Reproduce the data exactly and drop any pictures it holds.

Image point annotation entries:
--------------------

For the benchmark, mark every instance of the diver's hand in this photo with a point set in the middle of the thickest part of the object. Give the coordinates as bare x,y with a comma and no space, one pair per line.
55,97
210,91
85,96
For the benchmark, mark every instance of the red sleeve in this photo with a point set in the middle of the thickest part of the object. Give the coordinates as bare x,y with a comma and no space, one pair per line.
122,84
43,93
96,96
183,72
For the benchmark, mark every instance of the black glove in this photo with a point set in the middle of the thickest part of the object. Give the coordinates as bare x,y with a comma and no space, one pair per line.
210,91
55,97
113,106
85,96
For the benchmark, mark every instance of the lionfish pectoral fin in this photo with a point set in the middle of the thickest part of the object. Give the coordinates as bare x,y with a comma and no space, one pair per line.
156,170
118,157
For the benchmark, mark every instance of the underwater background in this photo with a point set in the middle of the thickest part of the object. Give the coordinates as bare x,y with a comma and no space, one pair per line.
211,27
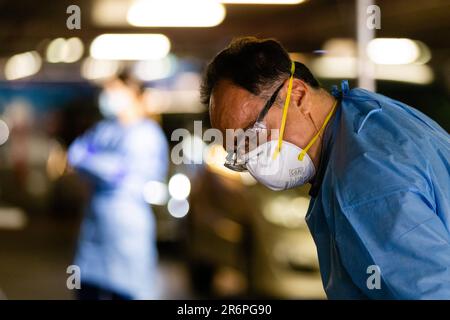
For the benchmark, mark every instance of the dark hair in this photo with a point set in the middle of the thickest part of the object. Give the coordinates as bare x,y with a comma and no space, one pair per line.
253,64
127,77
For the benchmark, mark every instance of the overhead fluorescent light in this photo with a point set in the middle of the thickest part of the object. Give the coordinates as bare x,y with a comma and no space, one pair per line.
93,69
345,68
23,65
62,50
393,51
110,12
130,46
262,1
176,13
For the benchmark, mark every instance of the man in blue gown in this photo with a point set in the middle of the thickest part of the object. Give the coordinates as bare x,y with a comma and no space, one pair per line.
379,170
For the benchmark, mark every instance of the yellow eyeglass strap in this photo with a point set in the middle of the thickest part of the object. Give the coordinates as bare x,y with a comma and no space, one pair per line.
302,154
286,105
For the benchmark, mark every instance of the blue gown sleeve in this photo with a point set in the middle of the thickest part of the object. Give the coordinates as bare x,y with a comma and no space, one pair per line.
400,233
99,165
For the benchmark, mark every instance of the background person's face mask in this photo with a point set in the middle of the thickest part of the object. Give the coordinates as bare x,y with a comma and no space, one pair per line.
281,165
111,103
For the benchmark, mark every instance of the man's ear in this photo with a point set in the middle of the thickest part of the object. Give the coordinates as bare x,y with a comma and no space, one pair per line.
299,92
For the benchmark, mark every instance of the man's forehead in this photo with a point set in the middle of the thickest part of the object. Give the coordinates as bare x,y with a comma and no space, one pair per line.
232,107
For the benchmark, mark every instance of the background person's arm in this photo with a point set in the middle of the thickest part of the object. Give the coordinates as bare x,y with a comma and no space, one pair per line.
101,166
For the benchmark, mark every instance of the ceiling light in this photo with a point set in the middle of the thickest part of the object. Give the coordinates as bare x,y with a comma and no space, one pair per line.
176,13
22,65
130,46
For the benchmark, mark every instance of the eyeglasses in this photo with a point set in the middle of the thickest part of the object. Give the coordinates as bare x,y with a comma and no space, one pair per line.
248,142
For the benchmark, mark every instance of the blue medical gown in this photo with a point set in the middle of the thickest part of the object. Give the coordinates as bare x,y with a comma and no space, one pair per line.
116,248
384,201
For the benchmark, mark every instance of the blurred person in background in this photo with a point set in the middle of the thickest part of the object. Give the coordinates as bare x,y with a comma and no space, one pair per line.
379,170
117,252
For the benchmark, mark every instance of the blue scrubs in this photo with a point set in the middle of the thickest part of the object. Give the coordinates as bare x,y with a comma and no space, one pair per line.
381,198
117,244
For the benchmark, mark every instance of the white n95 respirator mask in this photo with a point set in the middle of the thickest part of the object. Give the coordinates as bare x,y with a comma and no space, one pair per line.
277,164
285,171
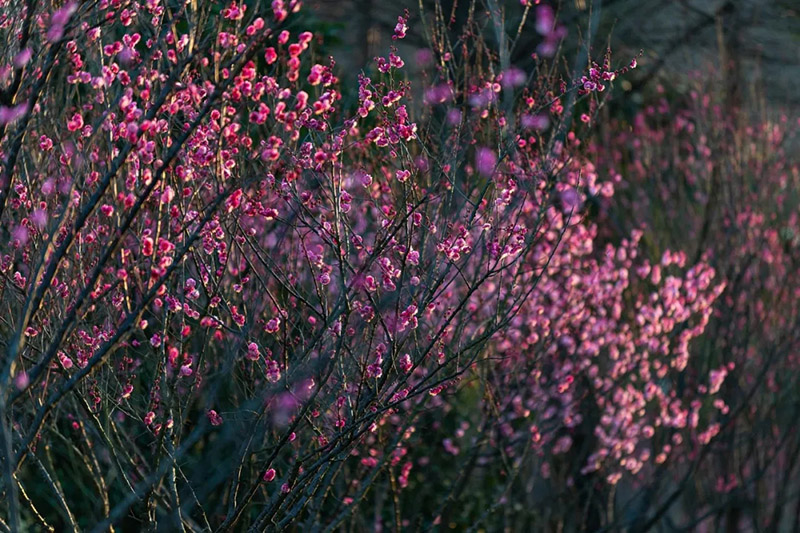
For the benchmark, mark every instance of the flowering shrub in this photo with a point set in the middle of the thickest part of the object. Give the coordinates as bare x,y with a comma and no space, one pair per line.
233,301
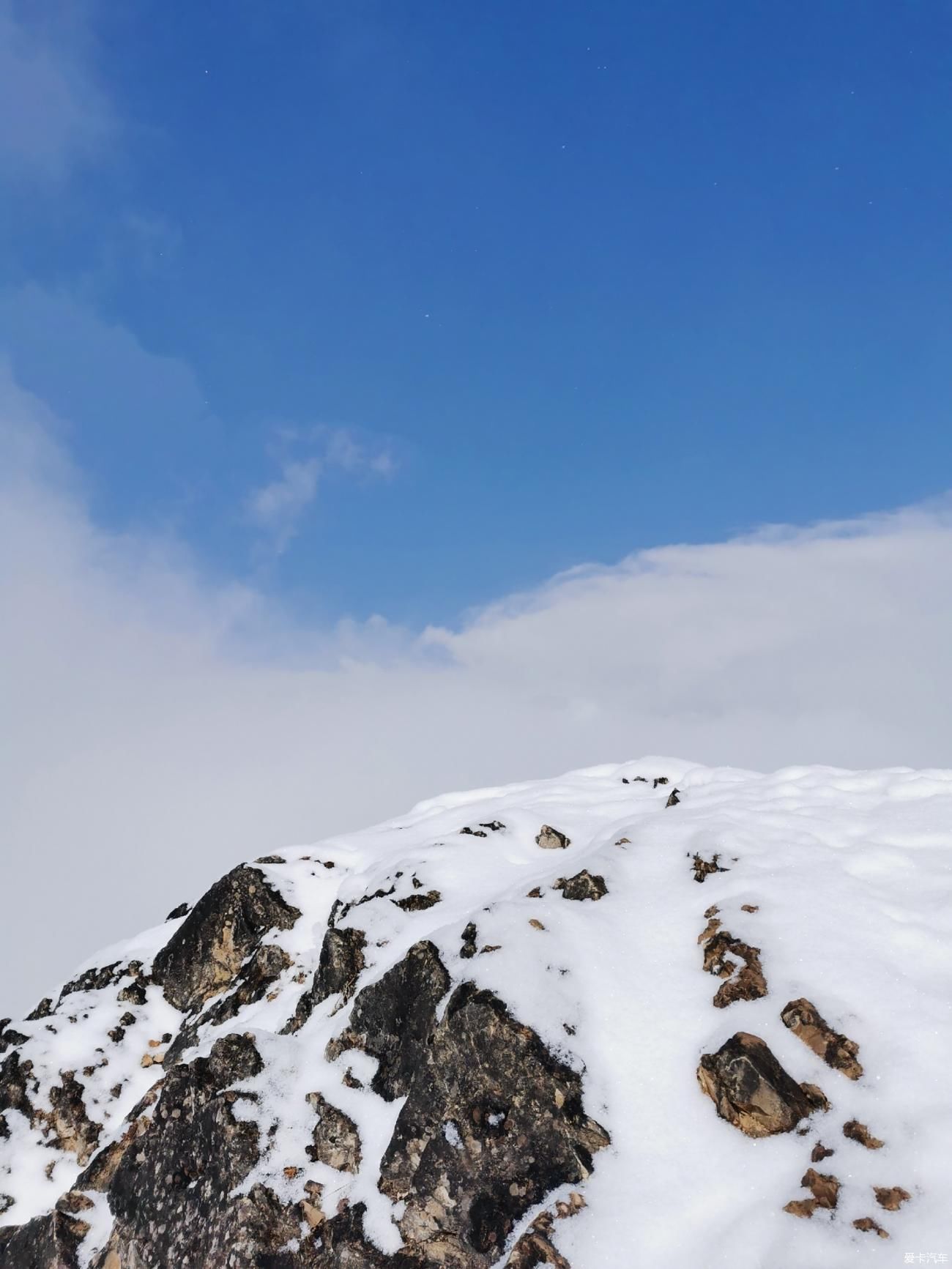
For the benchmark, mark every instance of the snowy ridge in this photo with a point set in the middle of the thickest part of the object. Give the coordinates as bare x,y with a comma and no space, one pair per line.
841,882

--------------------

■ **Problem solution**:
For the benchmark, mark every instance of the diver's hand in this photo with a point set in the middle of the thickest part of the object. Give the coordinates as bare x,y with a comma and no space, one pair per line.
55,97
210,91
85,96
For the benchmark, mark every instance of the red sleeve in this photo with a point set in the middle of the thickest part of the object. Give the coordinates as bare x,y with a comma and no space, one pair per line.
122,84
43,93
96,96
183,72
For the benchmark, mark every instance of the black glove in this photo with a point set in the middle of the thickest part of the object. Give the coordinates as bare x,y with a comma and no space, one pair per line.
210,91
55,97
113,106
85,96
For the benchmark, mark every instance of the lionfish pectoral fin in this photo with a point set in the middle of the thickest part of the object. Give the coordinates as bare x,y with a comma and no space, one pair per line.
156,170
118,157
For the benchmark, mark every instance of the underwater background in this photo with a point set in the middle of the thickest part of the object. Give the coordinates as bare x,y with a comma and no space, one pair per line.
211,27
For the benchmark, mark every instance of the dark hair in this photo with a point set in the middle of the thickest part of the object. Give the coordinates as bare x,y with a comma and no space, one pair per line.
253,64
127,77
For the benchmark, mark every instance of the overhead fluorescent light in this photo with a point set in the middle of the thickest part of the object. Give the coordinates as bare x,y with a comma and no space, one pair per line.
93,69
345,68
23,65
62,50
393,51
110,12
130,46
262,1
176,13
For the benchmark, mark every instance of the man in blue gown in this photo with a point set in the middle of the thickest part of the object. Give the coordinates as bare x,y with a comma and no space, one pair per line.
379,170
For the benchmark, mark every instance of the yellow eyeglass strap in this photo with a point set in the middle of the thickest part of the object. Give the coordinates as bare x,y with a comma and no space, one pair per line.
302,154
286,105
For the benchmark, mark every instance of the blue gown sleeve in this photo with a point set in the middle of the thickest part of the object. Give the coordinates as bare x,y with a comma and no space, one pair per line.
400,233
99,165
For the benchmark, mark every instance of the background person's face mask in this photo with a point set in the middle of the thickest part of the object. Give the coordinates as bare x,y with a comma and no space, one pair per line.
281,165
111,103
For the benchmark, mark every instance of the man's ear in this photo with a point set in the middle of the thickest part of the object. Give the coordinates as bare x,y with a comma and no space, one pair per line.
299,92
For the benchmark, mark every instance of the man's forehead in this photo with a point set in the middle of the thickest part of the object. Give the coordinates as bare x,y with a comma and no space, one pair per line.
232,107
For the benchmark, mark every instance of the background person's arm in this photo with a point set in the middle of the thickest part of the object. Give the coordinates as bare x,y with a comma and no space, one pair per line.
101,166
For the benchmark, mark every instance of the ceiling light in this photo with a point set in the middle of the thickest part of the object. Give the coordinates as bare x,y with a comma and no space, one pair per line.
176,13
22,65
130,46
For the benchmark, mark every instance of the eyeglasses in this photo with a point set in the middle of the thickest part of the object. Give the coordinates as bare x,y with a comma and no space, one pair per line.
248,142
For the benchmark, mark every instance of the blue medical gown in this photo with a point set in the middle of the thickest part of the object. Give the coordinates as bare x,y with a comma and no space, one pair per line.
116,248
384,201
For the benchmark, mark every instance of the blurred person in background in this photo with a point set in the middle of the thickest part of the object. Give the coordinates as bare x,y with a comma and no space, one pair per line.
379,170
117,252
For the benchmark, mark every instance of the blue scrubs in this photo with a point set in the middle of the thickest part of the object. Give the coordinates as bare x,y with a comma and no space, one pair per line.
381,198
117,244
For the benchmark, mark every instance of the white n95 respirator mask in this photo with a point set in the middle of the thickest part of the object. Give the coordinates as bare x,y with a comma and no space, one pair per line.
277,164
285,171
For the benchmark, mark every instance of the flowering shrub in this photo with a point set in the middle of the thickest part of the object. Give the coordinates as bare x,y with a comma and no space, one pair per line.
233,301
For the benchmark, mark every instance of the snowy ridge in this photo with a point set in the middle of the thickest part of the object. Give the coordinates as bare x,y with a comma and no space, one pair per line.
841,882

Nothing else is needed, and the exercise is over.